■ **Problem description**: According to the journal entry about caring for Kim, which two medical conditions does Kim have?

Everyone deserves a nice place to sleep - Jana

Jun 11, 2006 21:09

We went down to Kim's house Friday. (For anyone who doesn't know, Kim is my adopted mother.) JM made a list of all her prescriptions and doctors and called in refills for anything that needed to be refilled. Chorus and I organized her bills and paid them. In the middle of all of this I went up to her bedroom for something and her room was a board of health issue. There was garbage all over and in the bed, as well as clothing and other sundries piled up on her bed making the area in which she could sleep about one and a half feet wide. I decided to strip the bed and wash the bedclothes, but the whole thing was literally covered in dirt, and old clothes, and lighters, and random pills, and electric heating pads with exposed wiring. The pillows and comforters were beyond salvage.

I went downstairs and told her to get her shoes on because we going to buy bedding. She was embarrassed, but there was not really an alternative. We went to Macy's and she bought 3 pillows, a new down comforter, sheets, and pillowcases. It came to about $500, which freaked her out, but it was money well spent. I washed her bed sack and threw out the disreputable bedding. I turned her mattress and made up the bed.
I talked with Stephen and Gareth (the two of her three biological sons who live with her) about her medications and asked them to make appointments with both her pulmonologist and dentist. I took some of the credit cards out of her wallet in order to force her use the ones on which have a negative balance. She must be paying some bills twice and others not at all.

I threw out 5 bags of garbage. I threw away the decrepit sandals she was wearing and told her to wear the brand new ones I found in her room. JM also ordered her 2 new pairs of sandals so we could avoid any footwear crises in the near future. I wish I lived closer to her. I need to go there about once a week in order to keep on top of things. If the dementia (she has vascular dementia as well as emphysema) worsens, She is going to have to move in with us. In the meantime, the least I can do is keep her house clean and her bills paid.

Stephan and Gareth are doing their best to keep on top of things, but I really think they simply cannot handle it. The house, her medications and doctors' appointments, and making sure she eats healthy foods and gets some exercise is a full-time job. It is a job I truly do not mind doing. I talked to her about getting my name on her bank accounts so I can have her bills sent to me and be sure that they are paid. She said that would be fine. It does not solve the problem that the boys "borrow" money from her and do not repay it. I am really at a lose as to how to deal with that. Even if I have complete control of her accounts, she still needs money on which to live and I cannot tell her not to give them money. Gareth is leaving for graduate school in August, so that will be one less immediate drain on her resources, but Stephan is going to live there for the foreseeable future.

She wants to have her kitchen redone, and it certainly needs it. She talked to a contractor, but when he came in to start the demolition, she had forgotten he was coming and had not cleared anything out. He got so upset that he said he was not going to do the job. Ann, a woman who was acting as Kim's part-time secretary but who stopped because she said she could no longer "deal with" the boys, called the contractor and smoothed things out. Chorus called him and told home that Kim has medical problems and that we would get a check in the mail for the first half of the bill. Even so, he cannot start the job until September. That is not necessarily bad. It gives me time to get the kitchen emptied and the dining room cleared out.

I want the best for her. I am not sure how to get that. She lives on a fixed income, and, to hear her tell it, during the past year she gone through a vast amount of her savings. Next week, I am going to make an appointment with a lawyer to get control of the finances and then see how the money can be parceled out so that she has enough to live on. There is every possibility that she can live for at least the next 25 or 30 years (probably more than that), and I have no intention of letting live out the last portion of her life in poverty.

■ **Records**:
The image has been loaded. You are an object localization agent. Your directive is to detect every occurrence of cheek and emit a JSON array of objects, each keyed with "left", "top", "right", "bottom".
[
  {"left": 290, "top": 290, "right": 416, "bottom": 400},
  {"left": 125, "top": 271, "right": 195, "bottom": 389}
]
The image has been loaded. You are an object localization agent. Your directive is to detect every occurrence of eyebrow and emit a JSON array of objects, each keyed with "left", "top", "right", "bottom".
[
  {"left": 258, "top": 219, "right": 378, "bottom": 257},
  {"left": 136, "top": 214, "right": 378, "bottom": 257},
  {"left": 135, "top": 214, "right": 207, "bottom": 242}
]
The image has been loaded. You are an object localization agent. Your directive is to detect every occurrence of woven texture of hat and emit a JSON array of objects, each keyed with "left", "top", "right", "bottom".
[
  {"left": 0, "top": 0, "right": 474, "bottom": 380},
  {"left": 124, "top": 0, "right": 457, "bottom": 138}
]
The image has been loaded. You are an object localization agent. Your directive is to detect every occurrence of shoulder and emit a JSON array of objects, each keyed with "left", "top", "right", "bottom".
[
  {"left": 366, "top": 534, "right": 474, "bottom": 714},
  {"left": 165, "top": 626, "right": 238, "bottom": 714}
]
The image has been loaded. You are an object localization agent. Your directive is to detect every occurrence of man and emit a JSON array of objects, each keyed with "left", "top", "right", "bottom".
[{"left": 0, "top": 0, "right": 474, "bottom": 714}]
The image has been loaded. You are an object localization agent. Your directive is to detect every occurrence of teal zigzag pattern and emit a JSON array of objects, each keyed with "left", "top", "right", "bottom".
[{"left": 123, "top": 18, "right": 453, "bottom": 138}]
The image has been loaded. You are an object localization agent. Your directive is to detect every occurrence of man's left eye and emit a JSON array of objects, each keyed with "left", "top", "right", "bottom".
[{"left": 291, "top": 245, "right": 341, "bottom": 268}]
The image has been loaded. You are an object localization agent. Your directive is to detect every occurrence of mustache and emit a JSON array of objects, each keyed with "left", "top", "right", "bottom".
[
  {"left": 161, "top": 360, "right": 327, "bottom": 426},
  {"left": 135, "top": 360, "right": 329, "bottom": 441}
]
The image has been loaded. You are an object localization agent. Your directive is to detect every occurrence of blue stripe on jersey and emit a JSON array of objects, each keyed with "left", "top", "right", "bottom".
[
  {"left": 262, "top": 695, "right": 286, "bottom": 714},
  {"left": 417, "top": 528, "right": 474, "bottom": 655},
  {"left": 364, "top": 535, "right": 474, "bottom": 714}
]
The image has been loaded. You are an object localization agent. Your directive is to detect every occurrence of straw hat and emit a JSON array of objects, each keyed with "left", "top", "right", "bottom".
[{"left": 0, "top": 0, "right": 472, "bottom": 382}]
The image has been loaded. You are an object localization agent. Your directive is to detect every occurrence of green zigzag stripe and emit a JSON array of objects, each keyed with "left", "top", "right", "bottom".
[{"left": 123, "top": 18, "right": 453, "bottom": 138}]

■ **Output below**: Vascular dementia and emphysema.